● **What is needed**:
Exclude any images and output the remaining records exactly.

● **Records supplied**:
+ + +
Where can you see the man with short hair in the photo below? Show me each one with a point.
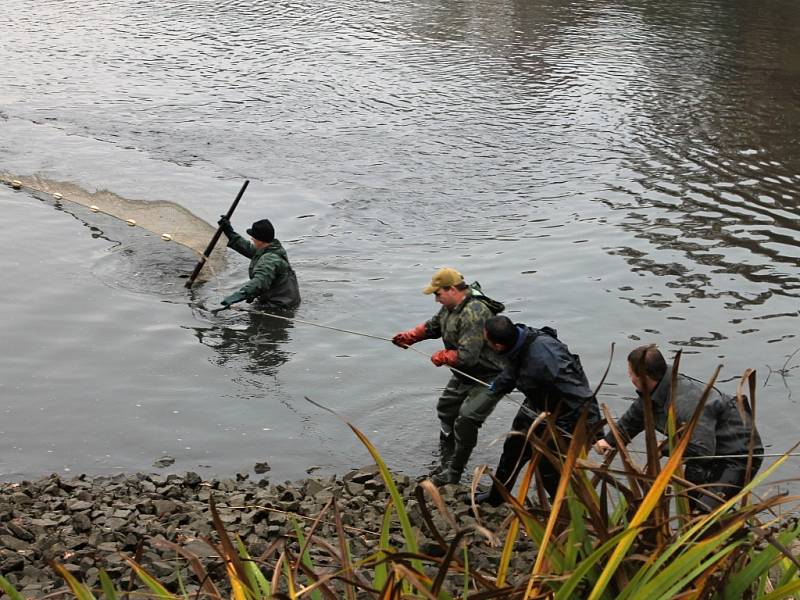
(721, 431)
(272, 280)
(552, 379)
(465, 404)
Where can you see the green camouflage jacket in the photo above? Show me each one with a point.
(461, 329)
(272, 279)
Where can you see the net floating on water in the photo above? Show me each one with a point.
(167, 220)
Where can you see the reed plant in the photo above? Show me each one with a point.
(624, 532)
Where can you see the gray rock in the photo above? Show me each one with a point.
(163, 462)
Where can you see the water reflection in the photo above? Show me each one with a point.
(248, 340)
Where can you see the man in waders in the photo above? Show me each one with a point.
(272, 279)
(465, 404)
(552, 379)
(723, 429)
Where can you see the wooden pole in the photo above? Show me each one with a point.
(215, 239)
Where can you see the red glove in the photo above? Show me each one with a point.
(445, 357)
(410, 337)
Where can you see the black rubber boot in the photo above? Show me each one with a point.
(492, 497)
(447, 443)
(454, 470)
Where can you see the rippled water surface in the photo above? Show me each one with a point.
(627, 172)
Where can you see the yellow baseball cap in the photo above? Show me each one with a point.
(446, 277)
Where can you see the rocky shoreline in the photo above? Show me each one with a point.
(87, 524)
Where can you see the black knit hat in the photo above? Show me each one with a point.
(262, 230)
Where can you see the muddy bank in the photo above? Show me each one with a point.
(88, 524)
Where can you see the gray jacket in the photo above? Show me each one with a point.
(720, 430)
(551, 377)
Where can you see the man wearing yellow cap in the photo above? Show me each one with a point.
(465, 404)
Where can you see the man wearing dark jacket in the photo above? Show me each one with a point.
(721, 431)
(272, 279)
(552, 379)
(464, 404)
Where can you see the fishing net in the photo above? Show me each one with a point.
(169, 238)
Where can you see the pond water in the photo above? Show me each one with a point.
(626, 172)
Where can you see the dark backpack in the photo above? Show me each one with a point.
(494, 305)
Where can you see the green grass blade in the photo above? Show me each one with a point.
(786, 591)
(576, 535)
(306, 557)
(408, 532)
(567, 589)
(109, 591)
(381, 570)
(683, 569)
(466, 573)
(256, 580)
(80, 591)
(10, 590)
(159, 590)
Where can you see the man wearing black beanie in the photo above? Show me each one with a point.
(272, 279)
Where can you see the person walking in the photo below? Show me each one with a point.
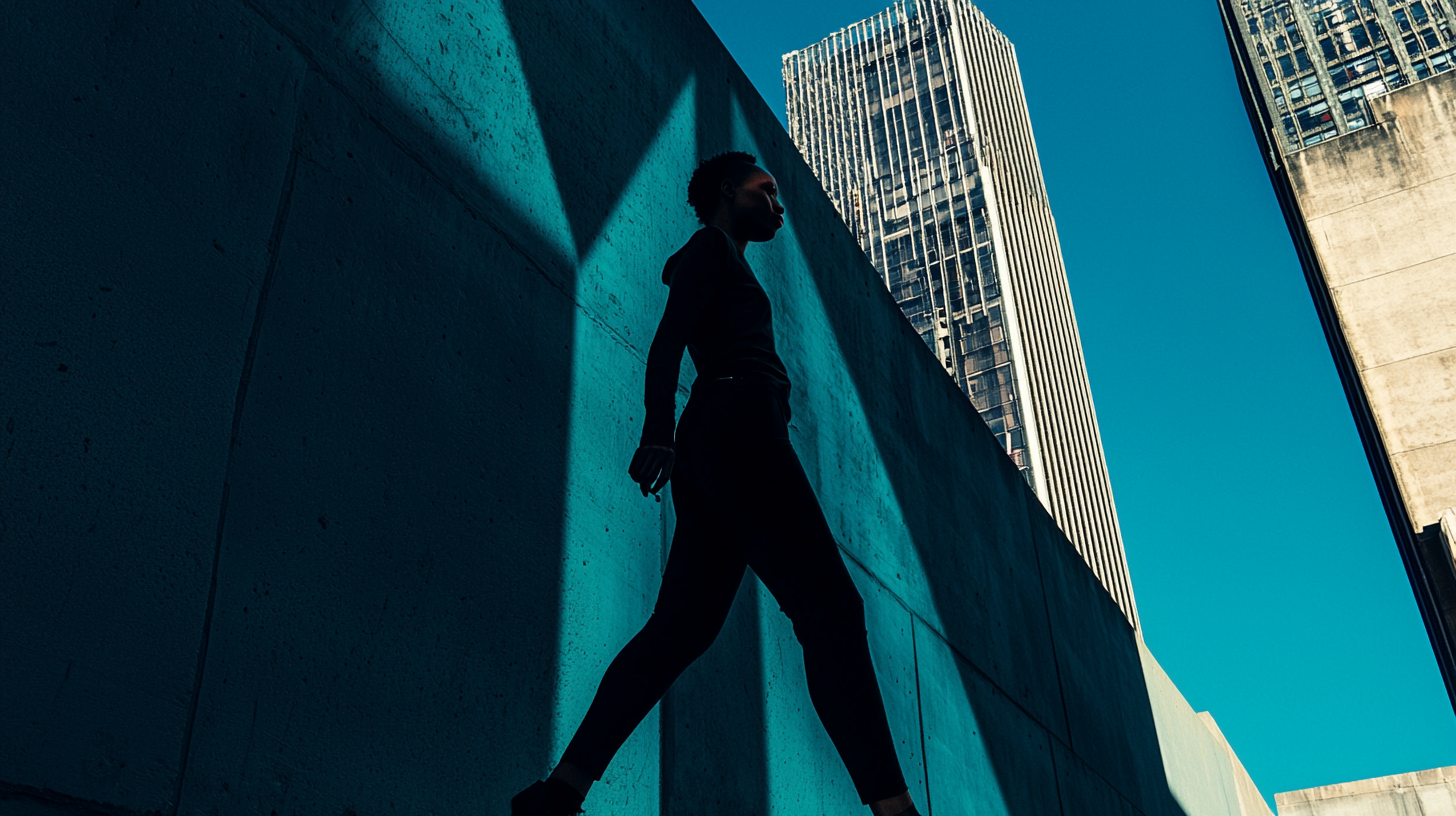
(741, 501)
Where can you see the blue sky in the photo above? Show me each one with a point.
(1265, 573)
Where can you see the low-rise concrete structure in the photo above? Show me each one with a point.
(1421, 793)
(1370, 214)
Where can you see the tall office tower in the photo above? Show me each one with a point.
(1353, 105)
(916, 124)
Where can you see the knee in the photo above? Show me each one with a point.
(679, 640)
(839, 617)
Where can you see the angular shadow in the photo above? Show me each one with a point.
(599, 95)
(388, 609)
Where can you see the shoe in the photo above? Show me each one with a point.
(549, 797)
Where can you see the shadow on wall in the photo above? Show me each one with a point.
(411, 547)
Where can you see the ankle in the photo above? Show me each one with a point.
(578, 780)
(894, 806)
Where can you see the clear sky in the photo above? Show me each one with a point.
(1265, 573)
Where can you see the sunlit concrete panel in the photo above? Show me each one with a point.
(1418, 399)
(1399, 315)
(1392, 232)
(1429, 793)
(1378, 203)
(1427, 480)
(117, 405)
(1200, 777)
(982, 752)
(1251, 802)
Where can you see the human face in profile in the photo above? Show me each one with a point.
(754, 210)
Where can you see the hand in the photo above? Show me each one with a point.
(651, 467)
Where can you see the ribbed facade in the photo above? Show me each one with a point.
(916, 124)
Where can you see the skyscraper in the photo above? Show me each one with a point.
(1353, 107)
(916, 124)
(1318, 63)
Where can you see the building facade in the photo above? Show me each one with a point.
(916, 124)
(1369, 206)
(1319, 63)
(1429, 793)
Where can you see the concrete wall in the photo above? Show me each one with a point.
(1378, 203)
(1427, 793)
(325, 328)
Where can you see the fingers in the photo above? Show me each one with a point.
(638, 464)
(651, 465)
(666, 472)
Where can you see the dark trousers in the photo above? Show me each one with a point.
(743, 500)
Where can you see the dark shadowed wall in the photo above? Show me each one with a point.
(323, 335)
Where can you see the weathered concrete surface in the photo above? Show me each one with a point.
(136, 203)
(1378, 203)
(1251, 802)
(1429, 793)
(353, 302)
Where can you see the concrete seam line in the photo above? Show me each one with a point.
(61, 803)
(919, 711)
(1051, 634)
(472, 207)
(249, 354)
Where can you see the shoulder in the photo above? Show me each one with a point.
(711, 241)
(705, 254)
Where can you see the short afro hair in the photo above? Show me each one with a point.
(702, 188)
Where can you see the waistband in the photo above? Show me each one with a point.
(709, 385)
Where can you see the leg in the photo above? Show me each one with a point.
(702, 576)
(795, 555)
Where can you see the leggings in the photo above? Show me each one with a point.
(743, 500)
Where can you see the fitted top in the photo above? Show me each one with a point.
(718, 311)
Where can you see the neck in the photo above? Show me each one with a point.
(722, 222)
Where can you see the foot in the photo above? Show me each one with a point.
(551, 797)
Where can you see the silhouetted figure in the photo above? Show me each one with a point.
(741, 500)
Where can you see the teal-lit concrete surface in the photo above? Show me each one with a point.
(326, 510)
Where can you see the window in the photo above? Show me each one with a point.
(1314, 117)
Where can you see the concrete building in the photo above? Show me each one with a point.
(1423, 793)
(321, 370)
(916, 124)
(1367, 197)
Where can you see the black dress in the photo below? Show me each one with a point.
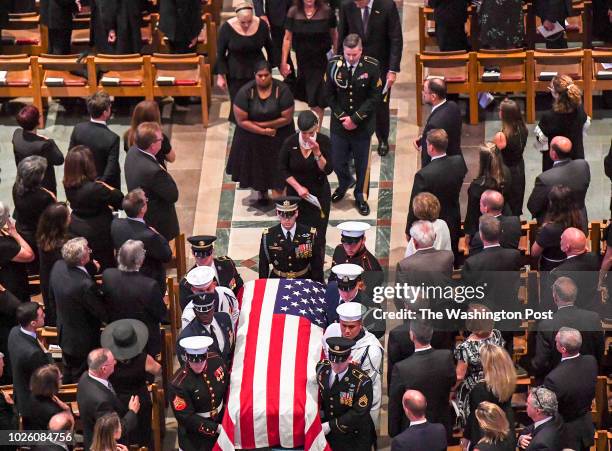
(92, 216)
(237, 55)
(513, 159)
(253, 159)
(28, 209)
(563, 124)
(472, 430)
(13, 275)
(311, 42)
(306, 171)
(129, 379)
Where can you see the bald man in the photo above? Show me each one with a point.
(575, 174)
(420, 435)
(581, 266)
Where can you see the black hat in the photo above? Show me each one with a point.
(126, 338)
(339, 348)
(203, 302)
(201, 245)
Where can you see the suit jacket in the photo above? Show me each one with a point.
(510, 238)
(447, 117)
(80, 309)
(587, 322)
(422, 437)
(95, 400)
(26, 356)
(104, 145)
(416, 373)
(575, 174)
(573, 381)
(158, 251)
(26, 144)
(382, 39)
(443, 177)
(143, 171)
(146, 302)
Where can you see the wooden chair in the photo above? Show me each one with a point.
(124, 75)
(24, 34)
(512, 77)
(454, 67)
(181, 76)
(543, 64)
(21, 78)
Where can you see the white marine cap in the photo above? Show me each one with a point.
(350, 311)
(197, 345)
(200, 276)
(354, 229)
+ + +
● **Answer to this exercise**:
Where can you see the man with short hair in the photo below? Show me each one with a point.
(721, 431)
(272, 280)
(552, 379)
(465, 404)
Where can you see the green camouflage jacket in the photo above? Show me each one with a point.
(461, 329)
(272, 279)
Where can you see the net floating on water in the photo above? Show me each one with a point.
(167, 220)
Where can you see the reed plant in the photo above? Show me each one with a point.
(624, 532)
Where can you see the gray rock in the photo above? Show me each one with a point.
(163, 462)
Where can you see the water reflection in the photo above? Show me each one with a point.
(248, 340)
Where can you see the man in waders in the photo above? Show me each one with a point.
(272, 279)
(465, 404)
(552, 379)
(723, 429)
Where can you see the wooden pole in the photo above? Show me each one with a point.
(215, 239)
Where can you see the red glove in the photo above? Show me each one with a point.
(445, 357)
(410, 337)
Where can you see the black rubber boot in the photo above? Show me each one with a point.
(492, 497)
(447, 443)
(454, 470)
Where can you see the rippled water surface in the photo above? Show me each one with a point.
(627, 172)
Where can you see the yellow baseball cap in the photo above? Show me each one with a point.
(446, 277)
Where can you see the rocky shoreline in the photo above? Show me each one with a point.
(87, 524)
Where can you see the black knit hat in the photo above? Show me each one with a point.
(262, 230)
Where can you see the muddy bank in the photo above? Show me each one with a point.
(88, 524)
Where can you see the gray jacket in the photo above? Show me each one with a point.
(720, 430)
(551, 377)
Where can you see the man wearing yellow cap in the photo above? Show me each one with a point.
(465, 404)
Where can you see the man wearing dark jacket in the photo above? Show me each one with a point.
(721, 431)
(272, 279)
(552, 379)
(464, 404)
Where can you see the fishing net in the photo above? Show me each one with a point.
(169, 238)
Where can you see the pond water in the photo above? Show me each one with a point.
(626, 172)
Where can you see the dark backpack in the photo above? Show me each one with a point.
(494, 305)
Where can you see the green grass blade in the photo above? Show me each one with a point.
(786, 591)
(576, 535)
(306, 557)
(408, 532)
(567, 589)
(109, 591)
(381, 570)
(683, 569)
(466, 573)
(256, 580)
(80, 591)
(10, 590)
(159, 590)
Where can you see the man wearing black beanie in the photo above? Show me each one with a point.
(272, 279)
Where can you see the person walking in the photo below? Show me each one with a point.
(741, 501)
Where can you see the blue sky in the photo above? Show me each one with a point.
(1265, 573)
Where can you see the low-rise concrete structure in the photo above? Show me each one with a point.
(1421, 793)
(1370, 214)
Where can you see the tall office tower in the photo above? Show me each one with a point.
(1353, 105)
(916, 124)
Where can you see the knee in the photo above? Show me each one with a point.
(679, 640)
(839, 617)
Where can you see the angular shadow in the photo above? Show me each one with a point.
(599, 95)
(388, 609)
Where can you see the shoe in the photo above? Show me each one with a point.
(549, 797)
Where can you see the shadow on wall in the photo above? Show me each one with a point.
(411, 547)
Where can you see the ankle in the photo above? Show me each one with a point.
(578, 780)
(894, 806)
Where can you see the clear sky in the photo above? Show me each one with a point.
(1265, 573)
Where can you see the sunlit concrete panel in the photo above? Show me each one with a point.
(1418, 399)
(1399, 315)
(1392, 232)
(1429, 793)
(1378, 203)
(1427, 480)
(117, 405)
(1200, 777)
(982, 752)
(1251, 802)
Where can you see the human face in profile in the photo above? Show me each one with a point.
(754, 210)
Where can you see the hand in the photo above? Show me each one with a point.
(651, 467)
Where can you see the ribbed facade in the photo above? Show me each one with a point.
(916, 124)
Where can you see the skyscraper in the photo above? Show me each one with a point.
(1353, 107)
(916, 124)
(1318, 63)
Where can you see the building facade in the photo above? Show me each one with a point.
(916, 124)
(1369, 206)
(1319, 63)
(1429, 793)
Where can you see the concrete wall in the photo above? Show me each one with a point.
(1378, 203)
(1427, 793)
(325, 328)
Where can you see the fingers in the photo above? Show me each one with a point.
(638, 464)
(651, 465)
(666, 472)
Where can you see the dark trousers in the photo above? Show me each one with a point.
(743, 500)
Where can you see the dark shadowed wall in the photo above? Show me each one with a point.
(323, 335)
Where can you see the weathered concrete surface in the photo above? Show me each one with a point.
(136, 203)
(1378, 203)
(1251, 802)
(1429, 793)
(353, 302)
Where can you see the concrete seam line in the photo above? Show me each one with a point.
(61, 803)
(919, 711)
(1051, 634)
(472, 207)
(249, 354)
Where can you see the shoulder in the photo above? Show me each one with a point.
(711, 241)
(705, 254)
Where can you see the short afro hair in the photo above? Show me each one with a point.
(702, 188)
Where can you see the waistband in the photo above? Show me each one with a point.
(709, 385)
Where can you see the leg in the photo above? Show me each one with a point.
(702, 576)
(795, 555)
Where can you see the leggings in the photo above? Show me each one with a point.
(743, 500)
Where can you see the fitted top in the photo above? Show me each one with a point.
(718, 311)
Where can you see the neck in the photo above? Show me each one with a point.
(722, 222)
Where can you see the foot in the photo above? Show me each one with a point.
(551, 797)
Where can you see the silhouetted figure in the photo above? Show me each one with a point.
(741, 500)
Where can you see the teal-lit concrete surface in the photo above? Show me each one with a point.
(326, 510)
Where can you see the window in the photo above? Show me each one with a point.
(1314, 117)
Where can you see the concrete building in the photo above? Show me each one with a point.
(1423, 793)
(321, 370)
(916, 124)
(1367, 197)
Where can you see the black dress in the photo below? Show me each one with a point.
(92, 216)
(237, 55)
(513, 159)
(253, 159)
(28, 209)
(563, 124)
(472, 430)
(13, 275)
(311, 42)
(306, 171)
(129, 379)
Where can you see the bald man in the photo above? Show me each one with a point.
(575, 174)
(420, 435)
(581, 266)
Where can you see the black hat in the photo above? Show me each one with a point.
(126, 338)
(339, 348)
(203, 302)
(201, 245)
Where can you see the suit jacket in the photo above? Show me each one with a point.
(510, 238)
(447, 117)
(80, 309)
(587, 322)
(422, 437)
(95, 400)
(26, 356)
(104, 145)
(416, 373)
(575, 174)
(573, 381)
(158, 251)
(26, 144)
(382, 39)
(443, 177)
(143, 171)
(146, 302)
Where can you see the wooden chair in the photo above? Show me each one with a point.
(124, 75)
(24, 34)
(512, 77)
(454, 67)
(181, 76)
(543, 64)
(21, 78)
Where can you see the white marine cap in the photo above? Show me each one with a point.
(350, 311)
(197, 345)
(200, 276)
(354, 229)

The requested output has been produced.